» Work to be completed
Please filter the rows below, keeping only the lines that contain the string "class". Case counts when matching.

[Records from a point annotation dataset]
══════════════════════════════

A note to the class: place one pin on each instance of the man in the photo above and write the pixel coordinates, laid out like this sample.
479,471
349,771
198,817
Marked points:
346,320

══════════════════════════════

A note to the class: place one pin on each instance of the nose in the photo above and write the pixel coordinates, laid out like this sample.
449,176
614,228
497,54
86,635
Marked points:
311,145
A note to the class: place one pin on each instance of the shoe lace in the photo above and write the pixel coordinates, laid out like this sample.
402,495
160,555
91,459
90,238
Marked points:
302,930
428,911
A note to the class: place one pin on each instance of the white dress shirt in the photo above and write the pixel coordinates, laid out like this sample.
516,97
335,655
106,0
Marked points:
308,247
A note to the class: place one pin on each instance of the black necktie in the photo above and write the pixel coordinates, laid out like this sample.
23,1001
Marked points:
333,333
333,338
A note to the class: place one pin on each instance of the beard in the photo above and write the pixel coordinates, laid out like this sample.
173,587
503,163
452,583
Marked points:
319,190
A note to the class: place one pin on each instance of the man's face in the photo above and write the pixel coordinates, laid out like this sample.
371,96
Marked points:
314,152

══════════════════════════════

» Result
A note to the class: place one pin on each instance of the man in the photo above and write the pixel coordinates, laid out like this sample.
A note to the class: place one pin on each instance of the nose in the photo above and write the pixel coordinates, laid out like this sample.
A note to the class: place one pin on each instance of the shoe lace in the photo above and write the pixel coordinates, laid out like this sample.
A note to the class: place one pin on each instance of the white dress shirt in the photo above and write the pixel coordinates, laid out like this sample.
A note to the class: place one pin on each instance of the black necktie in the photo above and write the pixel coordinates, laid out like this sample.
A note to the class: place one pin on each instance of the beard in the photo above and write the pixel coordinates, laid out like this sample.
A note to the class: place one pin on each instance of the man's face in the photo above and write the pixel coordinates, laid out like this sample.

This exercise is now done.